● Aim of the task
Please update the records below by replacing every "identify" with "locate" and leaving everything else unchanged.

start Record list

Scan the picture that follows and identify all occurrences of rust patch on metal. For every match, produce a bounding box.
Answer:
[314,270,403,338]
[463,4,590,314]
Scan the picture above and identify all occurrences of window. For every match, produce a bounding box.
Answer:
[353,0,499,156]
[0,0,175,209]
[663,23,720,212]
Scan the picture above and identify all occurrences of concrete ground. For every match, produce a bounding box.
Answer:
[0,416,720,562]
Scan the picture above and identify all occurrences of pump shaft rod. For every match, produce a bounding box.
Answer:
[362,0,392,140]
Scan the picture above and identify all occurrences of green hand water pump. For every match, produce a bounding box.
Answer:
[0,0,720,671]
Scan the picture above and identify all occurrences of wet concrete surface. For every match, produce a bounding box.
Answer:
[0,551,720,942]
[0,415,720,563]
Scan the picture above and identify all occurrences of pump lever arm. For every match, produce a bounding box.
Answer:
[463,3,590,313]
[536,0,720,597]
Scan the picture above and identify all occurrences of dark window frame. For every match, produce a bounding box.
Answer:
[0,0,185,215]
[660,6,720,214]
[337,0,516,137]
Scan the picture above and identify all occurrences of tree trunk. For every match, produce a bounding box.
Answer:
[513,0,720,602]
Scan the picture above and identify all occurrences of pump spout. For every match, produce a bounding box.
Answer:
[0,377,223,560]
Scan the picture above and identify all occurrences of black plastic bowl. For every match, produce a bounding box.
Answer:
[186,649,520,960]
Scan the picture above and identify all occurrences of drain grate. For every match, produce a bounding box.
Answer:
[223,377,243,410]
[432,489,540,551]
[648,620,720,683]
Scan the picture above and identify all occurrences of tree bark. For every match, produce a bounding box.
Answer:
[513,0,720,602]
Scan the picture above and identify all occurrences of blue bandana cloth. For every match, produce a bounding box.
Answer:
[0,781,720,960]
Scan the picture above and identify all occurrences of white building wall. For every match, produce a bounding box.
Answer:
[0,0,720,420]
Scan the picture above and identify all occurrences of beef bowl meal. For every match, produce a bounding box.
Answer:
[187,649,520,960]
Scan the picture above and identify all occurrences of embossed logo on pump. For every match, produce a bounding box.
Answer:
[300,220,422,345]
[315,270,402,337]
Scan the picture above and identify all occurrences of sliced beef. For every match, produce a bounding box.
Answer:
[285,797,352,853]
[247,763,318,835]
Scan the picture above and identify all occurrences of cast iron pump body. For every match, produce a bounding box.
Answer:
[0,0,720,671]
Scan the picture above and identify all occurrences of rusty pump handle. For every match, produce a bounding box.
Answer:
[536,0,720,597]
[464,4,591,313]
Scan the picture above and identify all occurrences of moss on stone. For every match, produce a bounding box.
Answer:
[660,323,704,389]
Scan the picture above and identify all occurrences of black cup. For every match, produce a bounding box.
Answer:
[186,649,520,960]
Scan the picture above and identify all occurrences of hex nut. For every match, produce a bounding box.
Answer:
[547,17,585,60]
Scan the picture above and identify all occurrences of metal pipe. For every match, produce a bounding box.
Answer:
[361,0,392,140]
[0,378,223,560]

end Record list

● Exercise response
Scan the picture that follows and locate all occurrences of rust patch on metal. For every match, produce a bounding box.
Answer:
[314,270,403,338]
[463,4,590,314]
Scan the picture above and locate all occurrences of window. For every match, produce a bounding box.
Answer:
[353,0,499,156]
[0,0,175,209]
[663,23,720,212]
Scan the picture above and locate all occurrences of concrete ground. For every match, produce a bounding box.
Answer:
[0,416,720,562]
Scan the picture above and locate all occurrences of pump shaft rod. For every match, produce a bounding box.
Answer:
[362,0,392,140]
Scan the picture above and locate all occurrences of green hand water pump. For every match, produce a bounding box.
Answer:
[0,0,720,671]
Scan the picture above and locate all occurrences of wet concrete surface. For every match, produce a bounding box.
Answer:
[0,551,720,942]
[0,415,720,563]
Scan the picture above and locate all occurrences of pump lever arm. For every match, produce a bounding box.
Answer:
[463,3,590,313]
[536,0,720,597]
Scan the picture above and locate all occurrences of dark window frame. For every match, produce a bounding box.
Answer:
[0,0,185,215]
[660,6,720,214]
[337,0,516,137]
Scan the picture above and locate all occurrences of tree trunk. For every match, produce a bounding box.
Answer:
[513,0,720,602]
Scan the picture above and locate all occurrences of pump spout. For every match, produce a bounding box.
Answer:
[0,377,223,560]
Scan the picture above and locate all occurrences of black plastic bowl. For every match, produce a bounding box.
Answer:
[186,649,520,960]
Scan the picture above and locate all occurrences of drain grate. For every match, produce a bounding box.
Answer:
[223,377,243,410]
[432,489,540,551]
[648,620,720,683]
Scan the picture above and locate all occurrences of tree bark. For every match, produce a bounding box.
Answer:
[513,0,720,602]
Scan the picture above and locate all occurrences of blue bandana cloth. For every match, produce a bounding box.
Answer:
[0,781,720,960]
Scan the picture above and locate all occurrences of white building wall. For every match, produce a bounding box.
Answer:
[0,0,720,420]
Scan the picture above and locate all occurrences of beef bowl meal. For every match, produce a bounding box.
Answer:
[187,649,520,960]
Scan the picture above and locate all occurrences of embossed logo on pump. For every match, produce a bounding box.
Answer:
[300,220,422,345]
[315,270,402,337]
Scan the picture above and locate all occurrences of sliced beef. For every match, produce a bounding box.
Answer:
[285,797,352,853]
[247,763,318,835]
Scan the picture above and locate all occurrences of cast iron pump body. For every match, produce a bounding box.
Answer:
[0,0,720,671]
Scan the picture above and locate all occurrences of rusty pump handle. For every match, produce a bounding box.
Answer:
[536,0,720,597]
[464,4,591,313]
Scan the picture above and locate all occurrences of moss on stone. For every match, produce a bounding box.
Answer:
[660,323,704,389]
Scan the picture above and locate all occurrences of black cup. For every match, produce a bounding box.
Answer:
[186,649,520,960]
Scan the picture above and locate all occurrences of hex nut. For every match, produce a bounding box.
Answer:
[547,17,585,60]
Scan the picture above and locate all occurrences of metal pipe. For every match, produce a bounding box.
Answer:
[361,0,392,140]
[0,378,223,560]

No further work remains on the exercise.